-- What you should do --
Make an exact copy of every entry, leaving the pictures out.
### Records provided
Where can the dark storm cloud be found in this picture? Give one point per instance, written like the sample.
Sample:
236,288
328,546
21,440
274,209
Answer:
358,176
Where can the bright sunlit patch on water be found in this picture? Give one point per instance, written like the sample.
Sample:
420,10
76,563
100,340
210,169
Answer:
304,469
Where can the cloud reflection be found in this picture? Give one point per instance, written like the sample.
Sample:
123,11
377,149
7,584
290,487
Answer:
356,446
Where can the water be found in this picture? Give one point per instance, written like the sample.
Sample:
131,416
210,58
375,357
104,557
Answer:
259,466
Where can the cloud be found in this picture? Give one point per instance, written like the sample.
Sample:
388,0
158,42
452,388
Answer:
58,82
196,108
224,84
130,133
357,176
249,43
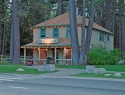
######
-- Exercise response --
Where can the dark storm cloud be found in this picture? Give one point per instance, written like the sample.
Sample:
236,288
328,546
21,440
274,209
Answer:
358,176
Where can the bright sunlit patch on water be found in this picture? Give one point per instance, written like the sample.
Sample:
420,10
76,563
100,340
210,169
Answer:
304,469
Where can the cloud reflection be found in this picture? Give one point per instance, written like the sample.
Sample:
123,11
377,149
7,584
290,487
Answer:
356,446
Where can the water be found in this picture? Give one point per instance, written like the sample.
Sample:
131,416
210,58
375,357
104,557
Answer:
259,466
Where can the cloud be found in this picture? Give one point per instance, written like the sample.
Sample:
388,0
158,42
452,388
Answer:
58,82
196,108
224,84
130,133
357,176
249,43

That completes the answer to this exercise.